-------- Data shown --------

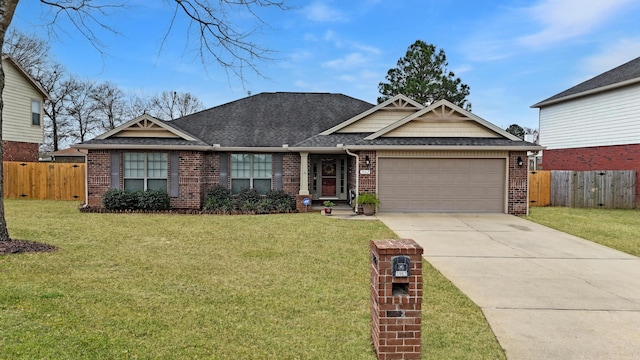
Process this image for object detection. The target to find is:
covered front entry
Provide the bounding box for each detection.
[378,158,506,213]
[311,155,348,200]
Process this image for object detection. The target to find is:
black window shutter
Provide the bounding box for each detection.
[109,152,120,189]
[218,152,229,188]
[169,152,180,197]
[273,154,283,190]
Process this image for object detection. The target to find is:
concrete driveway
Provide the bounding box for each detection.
[376,213,640,360]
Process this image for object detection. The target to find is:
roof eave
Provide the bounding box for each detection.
[530,77,640,108]
[71,144,213,151]
[344,145,546,151]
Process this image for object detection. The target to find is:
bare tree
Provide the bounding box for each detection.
[64,76,99,142]
[0,0,285,241]
[90,81,126,131]
[38,63,73,151]
[2,29,51,76]
[150,91,203,120]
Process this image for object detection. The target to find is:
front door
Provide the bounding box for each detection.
[320,157,338,197]
[311,155,348,200]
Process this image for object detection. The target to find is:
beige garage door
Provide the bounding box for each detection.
[378,158,506,213]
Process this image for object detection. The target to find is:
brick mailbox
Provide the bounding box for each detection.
[369,239,423,359]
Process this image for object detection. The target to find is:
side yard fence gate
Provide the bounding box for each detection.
[529,170,636,209]
[3,161,86,201]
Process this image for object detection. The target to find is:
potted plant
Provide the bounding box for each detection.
[356,193,380,216]
[323,200,336,215]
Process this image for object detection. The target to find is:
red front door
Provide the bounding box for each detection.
[321,158,338,197]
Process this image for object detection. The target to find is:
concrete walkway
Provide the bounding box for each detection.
[376,214,640,360]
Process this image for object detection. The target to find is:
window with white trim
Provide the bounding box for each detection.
[124,153,168,191]
[31,100,42,126]
[231,154,272,194]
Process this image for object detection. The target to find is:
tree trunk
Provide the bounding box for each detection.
[0,0,18,241]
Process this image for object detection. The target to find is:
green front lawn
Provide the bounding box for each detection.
[527,207,640,256]
[0,200,504,359]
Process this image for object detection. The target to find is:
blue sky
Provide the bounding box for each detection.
[12,0,640,128]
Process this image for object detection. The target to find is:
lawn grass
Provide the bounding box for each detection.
[527,207,640,256]
[0,200,504,359]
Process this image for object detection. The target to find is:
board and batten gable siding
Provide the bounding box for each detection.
[337,110,414,133]
[540,85,640,150]
[383,118,500,138]
[2,60,44,143]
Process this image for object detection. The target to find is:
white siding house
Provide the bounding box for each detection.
[532,57,640,204]
[2,55,49,161]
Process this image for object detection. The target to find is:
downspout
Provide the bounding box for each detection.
[342,146,360,213]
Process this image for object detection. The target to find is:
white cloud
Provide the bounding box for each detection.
[322,53,368,70]
[518,0,635,48]
[583,38,640,80]
[302,1,348,22]
[461,0,639,61]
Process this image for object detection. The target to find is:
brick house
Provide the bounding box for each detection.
[73,92,541,215]
[2,55,49,161]
[531,57,640,203]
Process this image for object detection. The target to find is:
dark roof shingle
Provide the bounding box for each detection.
[169,92,374,147]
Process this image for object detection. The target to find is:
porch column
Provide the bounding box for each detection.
[298,151,309,195]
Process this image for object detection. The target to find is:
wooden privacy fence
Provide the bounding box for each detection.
[529,170,636,209]
[3,161,86,201]
[529,171,551,206]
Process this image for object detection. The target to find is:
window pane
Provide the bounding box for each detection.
[147,179,167,191]
[124,153,144,178]
[253,154,271,179]
[231,154,251,178]
[231,179,250,194]
[147,153,167,179]
[253,179,271,195]
[124,179,144,191]
[31,100,41,125]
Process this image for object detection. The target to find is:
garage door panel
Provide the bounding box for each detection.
[378,158,506,212]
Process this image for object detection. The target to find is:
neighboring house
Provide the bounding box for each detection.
[73,92,542,215]
[2,55,49,161]
[531,57,640,203]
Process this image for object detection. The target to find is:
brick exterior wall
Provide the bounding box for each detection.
[507,151,529,216]
[542,144,640,204]
[2,141,40,162]
[87,150,220,209]
[369,239,423,359]
[87,150,111,207]
[87,146,528,215]
[353,151,378,193]
[282,153,300,196]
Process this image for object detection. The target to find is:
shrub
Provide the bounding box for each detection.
[236,189,262,211]
[102,189,138,210]
[266,190,296,212]
[137,189,171,211]
[102,189,171,211]
[203,185,234,212]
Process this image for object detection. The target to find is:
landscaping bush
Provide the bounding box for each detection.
[102,189,138,210]
[203,185,234,212]
[266,190,296,212]
[137,189,171,211]
[102,189,171,211]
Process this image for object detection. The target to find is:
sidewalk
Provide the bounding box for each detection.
[377,214,640,360]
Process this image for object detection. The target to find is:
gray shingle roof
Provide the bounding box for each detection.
[169,92,374,147]
[77,137,208,147]
[531,57,640,107]
[295,133,537,147]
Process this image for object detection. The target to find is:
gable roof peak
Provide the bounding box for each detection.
[365,99,521,141]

--------

* Your objective
Gather every line in the data entries above that contains the string "shingle" and copy each of those lines out in full.

* Task result
dark roof shingle
gray shingle roof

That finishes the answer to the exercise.